- _DOCUMENT SECTION_

========================================================================

Yet, it was probably gun control that truly cost Al Gore the election. If you take the electoral votes of West Virginia, Arkansas, and Tennessee–Gore’s home state–the then-vice president would have won 288 electoral votes with Bush still winning Florida. Those three states were ones credited to voting for Bush due Gore trying to unnecessarily out-gun control New Jersey Sen. Bill Bradley in the 2000 primaries.
Yet, unlike the airport scenario Gore faced, maybe Clinton could continue to remain silent on Keystone. After all, if the pipeline isn’t built, its energy yields are still be transported by rail, as Robert Bryce of the Manhattan Institute wrote in Slate two years ago:
When it comes to the flow of northern crude to U.S. refineries, here’s the reality: No Keystone XL? No problem.While opponents of the pipeline have been rallying their supporters, U.S. and Canadian railroads have been hauling record amounts of oil. Last year, the volume of oil delivered by rail in the United States jumped by about 46 percent compared with 2011. According to the Association of American Railroads, oil-related rail traffic increased in Canada by 30 percent. In December, U.S. and Canadian railroads were hauling about 1.9 million barrels of oil and refined products per day, double the volume moved in 2009. Of that total, about 1 million barrels per day is being railed in the United States.
The Keystone XL is designed to transport 830,000 barrels per day. Over the past two years or so, domestic railroads have increased their transport capacity by an amount equal to about 55 percent of what Keystone is supposed to provide.
There’s nothing new in moving oil by rail. In the late 1860s, John D. Rockefeller began investing in railroad tanker cars, a move that saved him the cost of building barrels to hold his product. The oil baron’s control over the Cleveland-area refining market allowed him to negotiate favorable shipping rates with the railroads.
U.S. and Canadian oil producers aren’t waiting for the Keystone XL or other pipelines; they are building rail-car terminals so they can ship their product to market. In North Dakota alone, oil producers have built rail terminals capable of handling nearly 1 million barrels of oil per day.
Still, transport by rail increases greenhouse gas emissions by nearly 30 percent, whereas the pipeline virtually has no environmental impact. Also, it's "very unlikely" the Ogallala Aquifer, a vital source of freshwater for the Plains states, will be affected. This was all included in the State Department report, which “raised no major environmental objections,” according to the Associated Press. While it will only create 50 jobs once it’s operational, the pipeline would create 42,000 construction jobs over a two-year period. The project stretches over a thousand miles.
So, given that the oil is already getting here by rail, it’s possible the Clinton camp faces more risk in speaking for it than against it, whereas Republicans can strongly say they’re for its construction, and the tens of thousands of jobs this project will create–even if they’re temporary–since it will not bring about the apocalypse.

========================================================================

- _WORK TO COMPLETE_
Please repeat the Keystone passage from "U.S. and Canadian oil" to "oil per day.", switching "North Dakota" to "Texas". The records come from a different source than the Keystone passage.

========================================================================

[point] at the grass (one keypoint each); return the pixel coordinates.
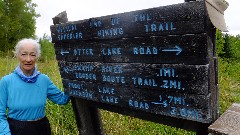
(63, 121)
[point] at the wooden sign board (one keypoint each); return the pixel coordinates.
(157, 61)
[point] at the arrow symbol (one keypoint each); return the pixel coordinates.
(64, 52)
(176, 49)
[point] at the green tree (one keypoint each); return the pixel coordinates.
(18, 20)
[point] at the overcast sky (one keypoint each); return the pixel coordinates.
(85, 9)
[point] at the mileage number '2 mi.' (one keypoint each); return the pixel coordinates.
(173, 102)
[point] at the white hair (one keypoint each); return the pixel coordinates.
(25, 41)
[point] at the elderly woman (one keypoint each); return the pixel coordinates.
(24, 92)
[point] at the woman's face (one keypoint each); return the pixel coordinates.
(27, 58)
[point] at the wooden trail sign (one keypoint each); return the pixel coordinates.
(157, 64)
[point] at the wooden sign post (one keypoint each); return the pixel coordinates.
(157, 64)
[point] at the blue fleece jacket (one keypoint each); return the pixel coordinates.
(26, 101)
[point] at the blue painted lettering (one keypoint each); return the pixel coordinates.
(113, 79)
(144, 81)
(110, 32)
(86, 76)
(167, 72)
(142, 17)
(112, 69)
(70, 36)
(145, 50)
(66, 28)
(111, 51)
(138, 104)
(187, 113)
(84, 94)
(83, 67)
(109, 99)
(155, 27)
(95, 23)
(83, 51)
(106, 90)
(75, 86)
(115, 21)
(171, 84)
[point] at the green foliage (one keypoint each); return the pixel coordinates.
(228, 46)
(219, 44)
(47, 49)
(18, 20)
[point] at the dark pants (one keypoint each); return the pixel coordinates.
(40, 127)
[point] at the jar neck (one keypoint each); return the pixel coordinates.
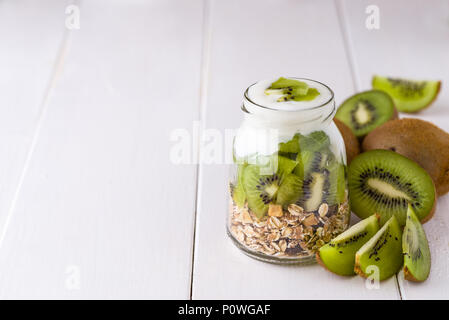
(312, 118)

========================================================================

- _OUTPUT_
U.S. and Canadian oil producers aren’t waiting for the Keystone XL or other pipelines; they are building rail-car terminals so they can ship their product to market. In Texas alone, oil producers have built rail terminals capable of handling nearly 1 million barrels of oil per day.